* BEGIN *

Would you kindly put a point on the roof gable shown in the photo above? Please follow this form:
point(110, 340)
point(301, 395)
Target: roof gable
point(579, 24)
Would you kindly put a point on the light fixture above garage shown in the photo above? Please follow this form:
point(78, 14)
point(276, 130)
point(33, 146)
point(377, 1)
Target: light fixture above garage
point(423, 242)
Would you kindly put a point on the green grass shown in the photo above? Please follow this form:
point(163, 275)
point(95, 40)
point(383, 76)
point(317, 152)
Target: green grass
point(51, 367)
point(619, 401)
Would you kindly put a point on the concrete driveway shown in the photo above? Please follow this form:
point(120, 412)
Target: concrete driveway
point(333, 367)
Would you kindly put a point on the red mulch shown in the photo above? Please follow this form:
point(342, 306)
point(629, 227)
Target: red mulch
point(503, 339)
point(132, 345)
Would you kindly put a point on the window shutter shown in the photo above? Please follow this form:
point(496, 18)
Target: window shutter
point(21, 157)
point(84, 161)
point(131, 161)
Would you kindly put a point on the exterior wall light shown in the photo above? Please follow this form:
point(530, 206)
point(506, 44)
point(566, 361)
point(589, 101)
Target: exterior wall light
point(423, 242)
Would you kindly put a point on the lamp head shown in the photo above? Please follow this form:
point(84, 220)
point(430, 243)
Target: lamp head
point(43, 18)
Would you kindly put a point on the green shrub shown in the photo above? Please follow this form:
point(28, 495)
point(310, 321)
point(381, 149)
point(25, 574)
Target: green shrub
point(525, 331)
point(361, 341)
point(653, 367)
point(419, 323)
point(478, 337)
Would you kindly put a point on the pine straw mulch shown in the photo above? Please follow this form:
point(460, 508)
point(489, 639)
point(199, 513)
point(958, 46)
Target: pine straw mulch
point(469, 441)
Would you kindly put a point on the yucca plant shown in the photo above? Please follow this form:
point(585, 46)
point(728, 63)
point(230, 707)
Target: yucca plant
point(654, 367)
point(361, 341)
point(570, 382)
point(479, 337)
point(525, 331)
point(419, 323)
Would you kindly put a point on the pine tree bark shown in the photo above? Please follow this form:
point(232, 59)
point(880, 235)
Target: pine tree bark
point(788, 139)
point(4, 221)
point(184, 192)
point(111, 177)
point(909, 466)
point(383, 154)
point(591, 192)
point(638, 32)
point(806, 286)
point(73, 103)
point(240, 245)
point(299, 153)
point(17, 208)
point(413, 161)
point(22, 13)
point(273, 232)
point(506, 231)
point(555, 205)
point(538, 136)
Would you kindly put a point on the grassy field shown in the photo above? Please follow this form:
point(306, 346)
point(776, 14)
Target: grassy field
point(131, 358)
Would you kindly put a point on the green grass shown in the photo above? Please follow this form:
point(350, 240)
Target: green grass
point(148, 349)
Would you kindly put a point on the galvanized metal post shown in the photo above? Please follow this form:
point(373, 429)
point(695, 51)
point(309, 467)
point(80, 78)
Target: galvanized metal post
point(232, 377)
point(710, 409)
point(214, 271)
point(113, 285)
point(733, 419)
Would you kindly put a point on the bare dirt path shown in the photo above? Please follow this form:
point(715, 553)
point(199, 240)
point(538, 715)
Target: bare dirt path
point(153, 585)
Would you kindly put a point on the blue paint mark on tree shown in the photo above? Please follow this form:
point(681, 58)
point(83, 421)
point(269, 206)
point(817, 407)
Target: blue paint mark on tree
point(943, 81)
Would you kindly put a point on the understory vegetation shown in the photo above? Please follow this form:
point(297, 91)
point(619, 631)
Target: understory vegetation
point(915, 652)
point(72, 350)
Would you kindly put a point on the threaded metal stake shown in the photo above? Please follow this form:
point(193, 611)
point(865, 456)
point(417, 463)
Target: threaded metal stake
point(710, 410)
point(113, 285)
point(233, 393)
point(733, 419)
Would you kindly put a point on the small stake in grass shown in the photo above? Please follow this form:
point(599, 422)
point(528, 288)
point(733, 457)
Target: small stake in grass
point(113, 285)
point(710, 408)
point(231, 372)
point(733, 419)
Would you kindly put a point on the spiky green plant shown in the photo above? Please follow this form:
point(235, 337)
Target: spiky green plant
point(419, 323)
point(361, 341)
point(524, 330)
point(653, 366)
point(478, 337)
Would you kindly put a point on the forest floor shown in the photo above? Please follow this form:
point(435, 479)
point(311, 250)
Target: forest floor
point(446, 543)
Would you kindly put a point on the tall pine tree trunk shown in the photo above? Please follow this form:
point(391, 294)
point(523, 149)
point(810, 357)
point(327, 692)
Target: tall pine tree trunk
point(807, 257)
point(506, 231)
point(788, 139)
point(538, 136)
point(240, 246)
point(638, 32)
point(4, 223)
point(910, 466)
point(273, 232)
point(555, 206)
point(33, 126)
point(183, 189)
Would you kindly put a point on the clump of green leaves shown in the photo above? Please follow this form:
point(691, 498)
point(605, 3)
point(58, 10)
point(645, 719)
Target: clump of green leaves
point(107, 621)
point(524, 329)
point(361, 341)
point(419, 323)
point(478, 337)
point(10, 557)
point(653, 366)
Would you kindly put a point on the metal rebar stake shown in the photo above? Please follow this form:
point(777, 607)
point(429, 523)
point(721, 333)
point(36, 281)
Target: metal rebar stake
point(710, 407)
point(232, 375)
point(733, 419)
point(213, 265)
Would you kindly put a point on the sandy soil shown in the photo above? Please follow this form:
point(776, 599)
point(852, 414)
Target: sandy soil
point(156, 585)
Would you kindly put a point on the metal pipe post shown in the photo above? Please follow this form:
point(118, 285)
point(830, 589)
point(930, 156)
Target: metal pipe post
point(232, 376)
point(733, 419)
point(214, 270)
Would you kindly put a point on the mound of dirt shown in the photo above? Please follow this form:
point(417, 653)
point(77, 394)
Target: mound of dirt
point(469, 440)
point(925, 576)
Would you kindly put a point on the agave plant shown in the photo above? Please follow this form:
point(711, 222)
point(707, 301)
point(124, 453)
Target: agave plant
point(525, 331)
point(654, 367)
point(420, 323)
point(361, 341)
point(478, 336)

* END *

**Aim**: From the listing above, extract every line exactly as it stands.

**Written answer**:
Would you kindly put a point on the roof gable shown in the photo above? Please follow this form:
point(110, 340)
point(301, 395)
Target: roof gable
point(579, 24)
Would you kindly put a point on the light fixture above garage shown in the photo above? Please follow this form:
point(78, 14)
point(276, 130)
point(33, 146)
point(377, 1)
Target: light fixture above garage
point(423, 242)
Would you kindly put a point on the green grass shown in the photo above? Please follow this form:
point(163, 275)
point(95, 40)
point(383, 76)
point(317, 152)
Target: green grass
point(51, 367)
point(619, 401)
Would you kindly put a point on the concrete driveway shown in the photo above? Please follow this form:
point(120, 412)
Target: concrete driveway
point(333, 367)
Would you kindly put a point on the red mulch shown in the photo above? Please follow this form:
point(342, 306)
point(629, 227)
Target: red mulch
point(503, 339)
point(132, 345)
Would you kindly put a point on the window shutter shown in the photo above? Please follow this form:
point(496, 18)
Target: window shutter
point(21, 157)
point(84, 161)
point(131, 161)
Would you kindly put a point on the exterior wall light shown in the photo above? Please follow this form:
point(530, 206)
point(506, 44)
point(566, 361)
point(589, 101)
Target: exterior wall light
point(423, 242)
Would you kindly put a point on the lamp head shown in the photo above? Please follow this form:
point(84, 220)
point(430, 243)
Target: lamp head
point(43, 18)
Would you kindly put a point on the green shrub shown in the photo above? Please follow this form:
point(28, 495)
point(310, 321)
point(381, 149)
point(25, 574)
Target: green shrub
point(525, 331)
point(361, 341)
point(653, 367)
point(419, 323)
point(478, 337)
Would you kindly put a point on the pine straw mulch shown in the photo above? Please follow this form:
point(460, 508)
point(489, 639)
point(199, 513)
point(958, 46)
Target: pine straw mulch
point(469, 441)
Would you kindly put a point on the yucca plant shown in the photo above? Please follow this form:
point(585, 46)
point(728, 63)
point(230, 707)
Target: yucca plant
point(654, 367)
point(361, 341)
point(570, 382)
point(479, 337)
point(525, 331)
point(419, 323)
Would you kindly put a point on the pine tree bark shown in the photo above? Please follow this form:
point(232, 59)
point(880, 235)
Target: pine tree bark
point(788, 139)
point(4, 221)
point(184, 192)
point(111, 177)
point(909, 466)
point(383, 154)
point(591, 192)
point(638, 32)
point(806, 286)
point(73, 103)
point(240, 245)
point(299, 153)
point(17, 208)
point(413, 161)
point(22, 13)
point(273, 232)
point(506, 231)
point(555, 205)
point(538, 136)
Would you kindly put a point on the grassy field shown in the photo above? Please follow this form:
point(306, 346)
point(776, 14)
Target: grassy field
point(131, 358)
Would you kindly put a point on the green grass shown in the photo above? Please follow this form:
point(350, 240)
Target: green grass
point(148, 349)
Would you kindly put a point on the galvanized metal post shown in the photo above? Please follow this form:
point(373, 429)
point(695, 51)
point(309, 467)
point(80, 78)
Target: galvanized metal post
point(232, 377)
point(710, 409)
point(214, 271)
point(113, 285)
point(733, 419)
Would you kindly put a point on the bare dirt path shown in the photo above? Please follow this form:
point(715, 553)
point(199, 240)
point(538, 715)
Target: bare dirt path
point(153, 585)
Would you kindly put a point on the blue paint mark on tree shown in the photo above? Please follow this form:
point(681, 58)
point(83, 421)
point(269, 206)
point(817, 407)
Target: blue paint mark on tree
point(943, 81)
Would you kindly put a point on the understory vegetation shown in the photo above? Please follow this form:
point(297, 91)
point(619, 631)
Target: understory vegetation
point(915, 652)
point(72, 350)
Would you kindly put a point on the threaded metal stake shown in the photo above? Please follow this form:
point(193, 611)
point(865, 456)
point(417, 463)
Target: threaded metal stake
point(710, 410)
point(113, 285)
point(233, 393)
point(733, 419)
Would you kindly put a point on the small stake in grass shown in the photo above? Please follow this form:
point(599, 422)
point(528, 288)
point(733, 457)
Target: small stake in grass
point(113, 285)
point(710, 408)
point(231, 372)
point(733, 419)
Would you kindly put a point on the spiky green plant shown in the photo above? Please follow this form:
point(235, 337)
Target: spiky green plant
point(419, 323)
point(361, 341)
point(524, 330)
point(653, 366)
point(478, 337)
Would you kindly put a point on the forest floor shown in the photo above? Please follow this form:
point(435, 479)
point(311, 250)
Target: forest floor
point(446, 543)
Would you kindly put a point on the tall pine tree trunk shown in the photo above? Please follow this form:
point(391, 294)
point(523, 149)
point(810, 357)
point(327, 692)
Target: tall pine tree trunk
point(807, 257)
point(506, 231)
point(788, 139)
point(538, 136)
point(240, 246)
point(638, 32)
point(4, 223)
point(910, 466)
point(273, 232)
point(555, 206)
point(33, 126)
point(183, 189)
Would you kindly put a point on the clump of green leaves shown in the photo above? Please follow this form:
point(691, 498)
point(605, 3)
point(58, 10)
point(645, 719)
Target: clump of green leaves
point(107, 621)
point(524, 329)
point(361, 341)
point(419, 323)
point(478, 337)
point(10, 557)
point(653, 366)
Would you kindly put a point on the metal rebar stake shown in the photo above? Please follow this form:
point(777, 607)
point(429, 523)
point(721, 333)
point(36, 281)
Target: metal rebar stake
point(710, 407)
point(232, 375)
point(733, 419)
point(213, 265)
Would you kindly put a point on the sandy soil shown in the photo above? Please follow this form:
point(776, 599)
point(852, 414)
Target: sandy soil
point(156, 585)
Would you kindly put a point on the metal pipe post shown in the photo above? Please follow this form:
point(118, 285)
point(830, 589)
point(930, 156)
Target: metal pipe post
point(232, 376)
point(733, 419)
point(214, 270)
Would you kindly put a point on the mound of dirt shown in the photo above? Please follow this form:
point(417, 653)
point(77, 394)
Target: mound of dirt
point(469, 440)
point(925, 576)
Would you kindly put a point on the agave plant shown in the photo above? Please follow this form:
point(711, 222)
point(707, 301)
point(124, 453)
Target: agave plant
point(525, 331)
point(654, 367)
point(420, 323)
point(361, 341)
point(478, 336)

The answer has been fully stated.